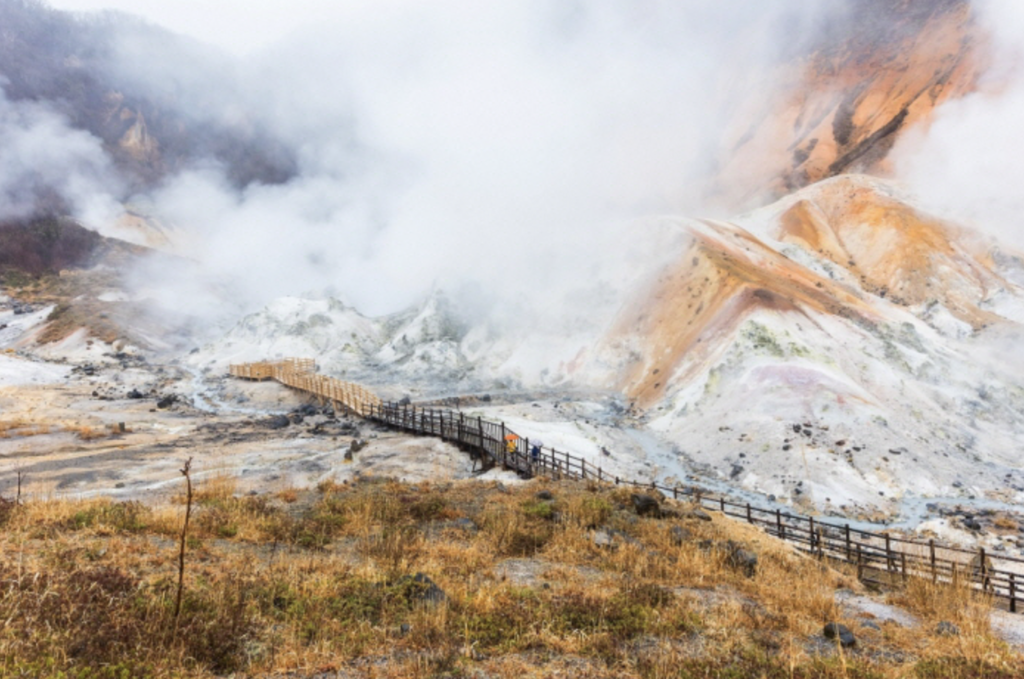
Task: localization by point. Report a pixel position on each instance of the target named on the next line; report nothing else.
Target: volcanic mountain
(873, 71)
(837, 339)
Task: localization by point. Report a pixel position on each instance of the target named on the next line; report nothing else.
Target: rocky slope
(875, 71)
(839, 346)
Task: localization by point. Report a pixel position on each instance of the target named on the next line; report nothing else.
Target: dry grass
(321, 582)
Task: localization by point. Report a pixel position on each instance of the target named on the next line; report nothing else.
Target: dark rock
(841, 632)
(167, 401)
(679, 536)
(697, 514)
(276, 422)
(645, 505)
(307, 411)
(421, 588)
(742, 559)
(603, 538)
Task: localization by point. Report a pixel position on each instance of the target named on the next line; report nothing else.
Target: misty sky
(240, 27)
(439, 143)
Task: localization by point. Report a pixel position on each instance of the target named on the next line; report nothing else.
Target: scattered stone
(167, 401)
(645, 505)
(276, 422)
(841, 632)
(421, 588)
(697, 514)
(603, 538)
(741, 559)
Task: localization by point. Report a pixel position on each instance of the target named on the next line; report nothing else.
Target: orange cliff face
(884, 71)
(843, 248)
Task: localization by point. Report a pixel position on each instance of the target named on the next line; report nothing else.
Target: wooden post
(984, 569)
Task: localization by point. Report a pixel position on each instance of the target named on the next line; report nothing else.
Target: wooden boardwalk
(879, 557)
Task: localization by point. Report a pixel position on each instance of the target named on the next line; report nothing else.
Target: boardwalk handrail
(879, 556)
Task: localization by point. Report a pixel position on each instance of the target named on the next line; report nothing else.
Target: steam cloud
(969, 161)
(44, 159)
(497, 147)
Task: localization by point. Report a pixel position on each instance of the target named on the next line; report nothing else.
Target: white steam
(501, 146)
(970, 160)
(43, 159)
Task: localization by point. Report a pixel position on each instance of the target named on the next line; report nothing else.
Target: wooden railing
(880, 557)
(300, 374)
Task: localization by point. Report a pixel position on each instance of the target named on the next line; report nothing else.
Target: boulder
(741, 559)
(276, 422)
(697, 514)
(646, 505)
(841, 632)
(421, 588)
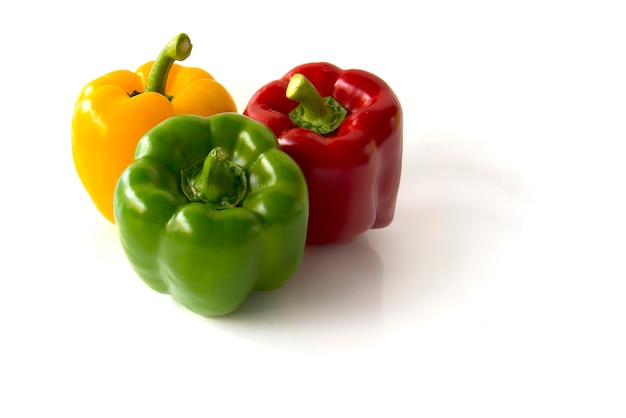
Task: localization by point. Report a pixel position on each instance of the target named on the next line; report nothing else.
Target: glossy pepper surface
(344, 129)
(210, 210)
(113, 111)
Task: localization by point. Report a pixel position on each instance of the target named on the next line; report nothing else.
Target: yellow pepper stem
(177, 49)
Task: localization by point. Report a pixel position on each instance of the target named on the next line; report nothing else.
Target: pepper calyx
(177, 49)
(322, 115)
(215, 181)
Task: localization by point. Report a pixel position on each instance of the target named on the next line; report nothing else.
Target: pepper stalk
(319, 114)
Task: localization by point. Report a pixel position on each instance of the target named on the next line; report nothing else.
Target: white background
(498, 290)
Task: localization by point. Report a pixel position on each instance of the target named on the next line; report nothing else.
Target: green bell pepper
(210, 210)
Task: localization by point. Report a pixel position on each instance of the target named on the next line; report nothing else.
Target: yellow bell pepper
(114, 111)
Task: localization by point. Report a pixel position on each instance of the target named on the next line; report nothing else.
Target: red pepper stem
(177, 49)
(216, 182)
(320, 114)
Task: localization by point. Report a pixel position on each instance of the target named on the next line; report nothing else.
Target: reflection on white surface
(333, 301)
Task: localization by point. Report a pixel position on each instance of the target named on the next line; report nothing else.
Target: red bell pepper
(344, 129)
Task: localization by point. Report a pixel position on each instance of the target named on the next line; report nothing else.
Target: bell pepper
(344, 129)
(113, 111)
(210, 210)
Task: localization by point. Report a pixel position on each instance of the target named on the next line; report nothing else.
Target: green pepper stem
(177, 49)
(320, 114)
(216, 181)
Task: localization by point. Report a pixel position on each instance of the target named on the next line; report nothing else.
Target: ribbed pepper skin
(209, 259)
(108, 120)
(353, 174)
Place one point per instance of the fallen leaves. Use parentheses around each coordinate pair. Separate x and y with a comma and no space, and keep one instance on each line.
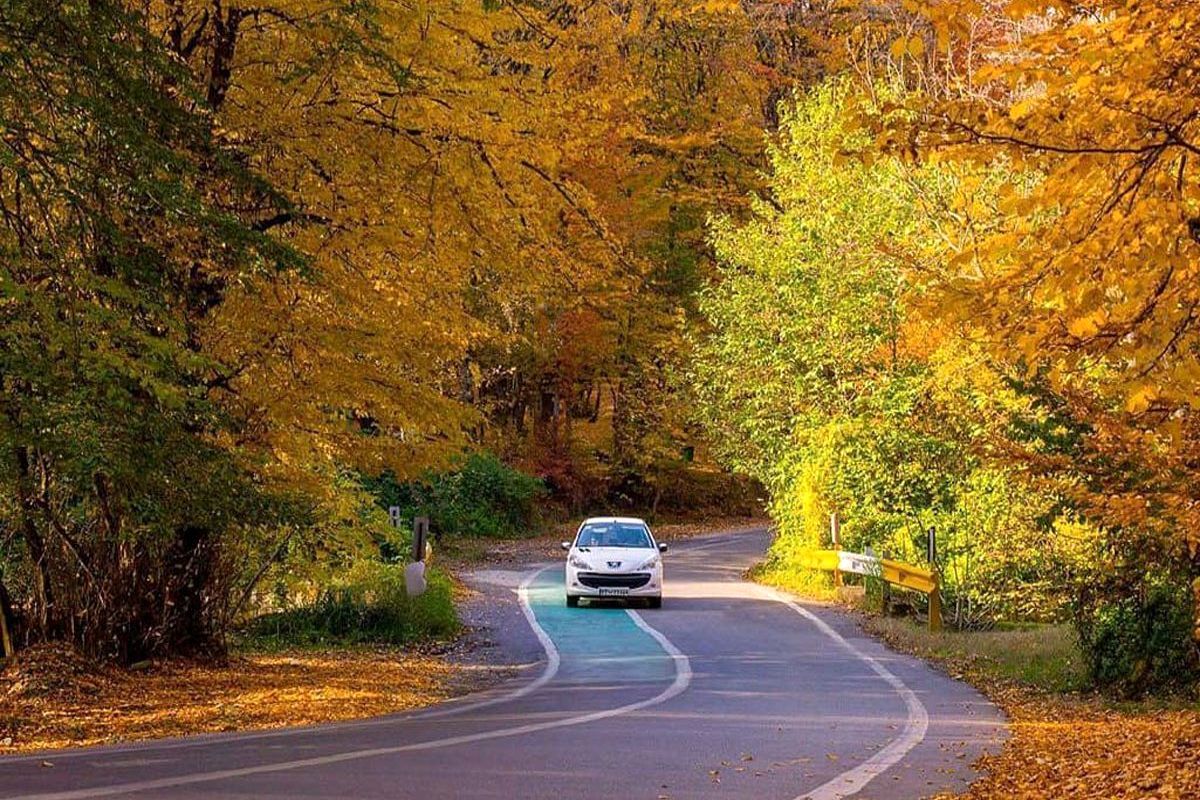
(54,698)
(1078,749)
(1073,746)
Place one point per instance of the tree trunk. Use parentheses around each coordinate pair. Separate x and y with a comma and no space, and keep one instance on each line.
(45,612)
(6,624)
(186,626)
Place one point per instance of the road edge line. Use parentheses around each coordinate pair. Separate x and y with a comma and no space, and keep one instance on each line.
(855,780)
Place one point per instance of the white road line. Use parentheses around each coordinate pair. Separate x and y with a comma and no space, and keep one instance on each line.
(852,781)
(457,705)
(682,679)
(552,661)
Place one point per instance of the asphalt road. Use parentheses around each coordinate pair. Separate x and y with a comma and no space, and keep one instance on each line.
(729,691)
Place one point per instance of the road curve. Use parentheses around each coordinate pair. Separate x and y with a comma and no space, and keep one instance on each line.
(729,691)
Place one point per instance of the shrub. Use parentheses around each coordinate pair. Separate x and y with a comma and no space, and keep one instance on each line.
(1143,642)
(480,495)
(369,605)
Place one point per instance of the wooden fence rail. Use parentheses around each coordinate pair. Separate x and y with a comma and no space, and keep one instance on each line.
(898,573)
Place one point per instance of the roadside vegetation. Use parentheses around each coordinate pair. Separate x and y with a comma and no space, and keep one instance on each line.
(269,269)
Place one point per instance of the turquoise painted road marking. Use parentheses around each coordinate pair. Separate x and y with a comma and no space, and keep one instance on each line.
(597,642)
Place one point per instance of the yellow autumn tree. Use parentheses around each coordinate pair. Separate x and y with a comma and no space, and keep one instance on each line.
(1087,283)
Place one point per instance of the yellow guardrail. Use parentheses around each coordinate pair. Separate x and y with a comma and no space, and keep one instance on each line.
(898,573)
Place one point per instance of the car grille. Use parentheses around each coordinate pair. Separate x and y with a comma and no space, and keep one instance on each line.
(601,581)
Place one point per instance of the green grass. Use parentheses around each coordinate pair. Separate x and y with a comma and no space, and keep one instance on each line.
(369,607)
(1044,657)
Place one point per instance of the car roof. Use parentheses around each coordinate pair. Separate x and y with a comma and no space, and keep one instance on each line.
(624,519)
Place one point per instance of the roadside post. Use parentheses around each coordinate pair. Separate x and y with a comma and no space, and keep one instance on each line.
(935,595)
(420,537)
(5,638)
(414,573)
(835,537)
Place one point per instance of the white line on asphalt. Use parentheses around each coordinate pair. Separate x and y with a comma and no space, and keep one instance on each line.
(682,679)
(457,705)
(547,673)
(853,781)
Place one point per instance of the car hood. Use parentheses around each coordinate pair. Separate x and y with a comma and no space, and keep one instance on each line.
(629,558)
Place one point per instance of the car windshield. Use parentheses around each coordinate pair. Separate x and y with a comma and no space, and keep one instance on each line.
(613,534)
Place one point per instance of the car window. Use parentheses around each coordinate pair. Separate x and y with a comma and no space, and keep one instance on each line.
(613,534)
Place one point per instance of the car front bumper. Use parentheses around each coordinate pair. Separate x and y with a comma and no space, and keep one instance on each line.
(592,583)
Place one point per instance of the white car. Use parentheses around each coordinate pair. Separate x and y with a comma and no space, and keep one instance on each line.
(615,558)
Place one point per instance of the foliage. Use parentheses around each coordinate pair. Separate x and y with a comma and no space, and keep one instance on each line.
(366,603)
(1084,284)
(121,227)
(819,380)
(480,495)
(472,211)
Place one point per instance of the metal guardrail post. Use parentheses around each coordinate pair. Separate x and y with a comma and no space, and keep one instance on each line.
(5,638)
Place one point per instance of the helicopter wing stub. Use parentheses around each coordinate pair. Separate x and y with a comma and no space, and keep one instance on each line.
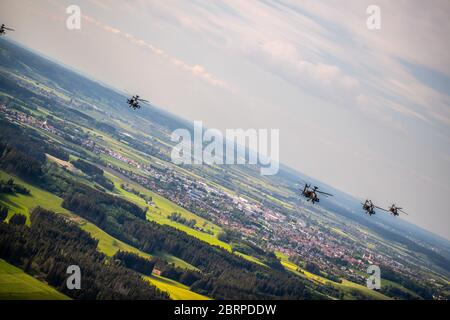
(382,208)
(325,193)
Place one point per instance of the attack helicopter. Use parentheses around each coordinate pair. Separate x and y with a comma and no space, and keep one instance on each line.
(133,102)
(311,193)
(3,29)
(369,207)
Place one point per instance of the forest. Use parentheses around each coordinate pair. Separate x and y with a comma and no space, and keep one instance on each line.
(52,244)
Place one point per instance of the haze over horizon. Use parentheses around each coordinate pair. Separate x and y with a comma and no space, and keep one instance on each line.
(365,111)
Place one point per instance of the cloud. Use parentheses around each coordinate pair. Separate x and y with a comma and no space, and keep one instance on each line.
(196,70)
(326,50)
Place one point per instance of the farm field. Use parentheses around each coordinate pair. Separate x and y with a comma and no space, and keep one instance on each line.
(176,290)
(17,285)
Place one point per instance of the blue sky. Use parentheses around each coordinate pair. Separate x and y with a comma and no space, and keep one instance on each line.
(366,111)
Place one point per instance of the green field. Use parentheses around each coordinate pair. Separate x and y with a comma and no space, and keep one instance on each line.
(19,203)
(346,286)
(17,285)
(165,207)
(107,244)
(176,290)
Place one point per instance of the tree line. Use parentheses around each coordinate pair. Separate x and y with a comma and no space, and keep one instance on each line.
(52,244)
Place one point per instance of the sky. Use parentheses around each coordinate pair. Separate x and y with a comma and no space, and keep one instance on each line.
(365,111)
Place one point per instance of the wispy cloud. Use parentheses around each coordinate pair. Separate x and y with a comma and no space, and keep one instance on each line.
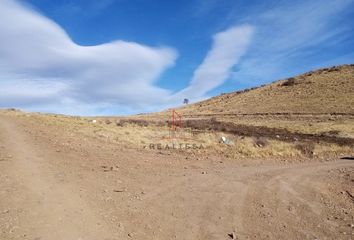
(228,48)
(290,33)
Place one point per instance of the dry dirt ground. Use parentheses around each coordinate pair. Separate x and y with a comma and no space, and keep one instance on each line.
(56,184)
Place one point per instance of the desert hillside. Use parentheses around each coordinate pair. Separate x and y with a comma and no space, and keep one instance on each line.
(328,90)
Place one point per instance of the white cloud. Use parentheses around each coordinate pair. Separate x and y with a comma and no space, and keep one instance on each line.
(294,36)
(42,69)
(39,63)
(228,48)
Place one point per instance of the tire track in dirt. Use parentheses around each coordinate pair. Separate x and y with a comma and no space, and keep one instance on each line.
(52,210)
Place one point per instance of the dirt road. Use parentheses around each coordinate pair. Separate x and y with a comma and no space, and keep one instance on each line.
(56,184)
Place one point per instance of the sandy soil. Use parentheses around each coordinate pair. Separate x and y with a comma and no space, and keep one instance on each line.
(61,185)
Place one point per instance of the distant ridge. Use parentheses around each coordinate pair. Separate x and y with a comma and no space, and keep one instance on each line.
(323,91)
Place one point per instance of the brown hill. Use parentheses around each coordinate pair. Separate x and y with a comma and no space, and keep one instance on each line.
(328,90)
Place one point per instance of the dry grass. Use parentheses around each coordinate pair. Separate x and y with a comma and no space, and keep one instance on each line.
(135,136)
(323,91)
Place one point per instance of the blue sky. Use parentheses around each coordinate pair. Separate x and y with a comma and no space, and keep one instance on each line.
(89,57)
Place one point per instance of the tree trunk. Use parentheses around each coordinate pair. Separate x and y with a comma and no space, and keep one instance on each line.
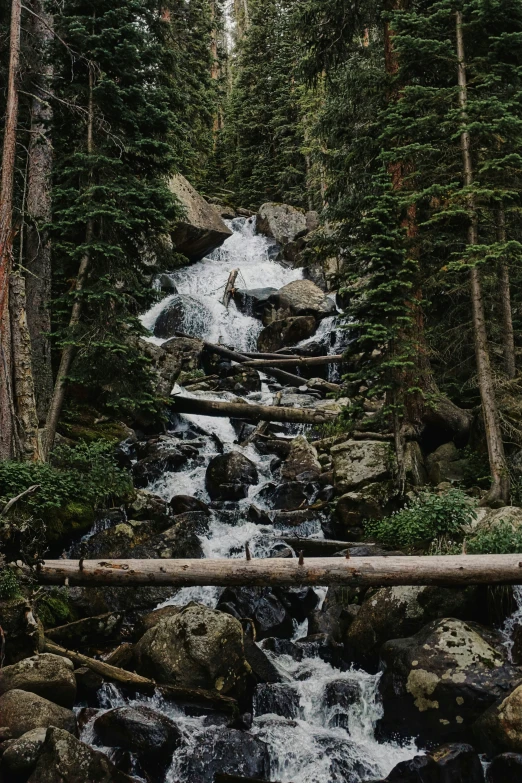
(508,338)
(68,352)
(8,436)
(38,210)
(358,571)
(499,491)
(244,410)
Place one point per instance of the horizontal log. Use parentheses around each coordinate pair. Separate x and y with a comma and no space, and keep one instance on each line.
(250,412)
(300,361)
(356,571)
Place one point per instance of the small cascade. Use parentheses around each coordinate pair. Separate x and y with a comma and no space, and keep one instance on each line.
(327,735)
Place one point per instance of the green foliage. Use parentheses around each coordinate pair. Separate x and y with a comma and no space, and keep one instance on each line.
(427,517)
(9,585)
(502,539)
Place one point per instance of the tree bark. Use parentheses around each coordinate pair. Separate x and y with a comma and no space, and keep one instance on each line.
(38,211)
(508,337)
(8,436)
(358,571)
(68,352)
(243,410)
(499,491)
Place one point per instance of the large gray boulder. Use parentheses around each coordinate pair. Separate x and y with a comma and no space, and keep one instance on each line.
(197,648)
(356,463)
(21,711)
(64,759)
(281,221)
(50,676)
(229,475)
(436,683)
(201,229)
(302,297)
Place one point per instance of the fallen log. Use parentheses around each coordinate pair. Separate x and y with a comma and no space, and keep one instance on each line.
(251,412)
(299,361)
(143,684)
(358,571)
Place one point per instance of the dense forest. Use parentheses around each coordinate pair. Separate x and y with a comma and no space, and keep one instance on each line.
□ □ □ □
Print precisely the lines from the one with "Place one point per instance of the small" through the end of the data above, adding nothing.

▶ [EXPECTED OUTPUT]:
Place one point per instance of the small cascade. Use parentheses around each coordinate pair. Separate x and y with a comma and no space, and keep one instance on each line.
(327,735)
Place one point per instance of the green foliage. Use parentheses around each coordinate pair. Separate x and y with a comma and no space, and keep one instance on each line.
(427,517)
(9,585)
(502,539)
Place one point per instance of the tree bark. Use parentheses around each coordinate pair. Separate x and y with a comma and no space, and keep one instance on each line.
(38,211)
(508,337)
(8,436)
(358,571)
(68,352)
(243,410)
(499,491)
Place one point per instance of the large gray boulder. Use parentheses around each coordinate pair. Separate x and y with a comma and no space, and keep one instance on each line.
(197,648)
(356,463)
(21,711)
(64,759)
(281,221)
(50,676)
(229,475)
(436,683)
(201,229)
(302,297)
Place one point per instance of the fallen log. Use parentheses around each coordinate pair. Separate x and y with a comma and no space, and keep one instance on each line.
(251,412)
(299,361)
(143,684)
(358,571)
Place one point per instance of the dense forest. Use parentheses around each coordinate pair. Separate x and y with a comma and no space, and keep one instance on each line.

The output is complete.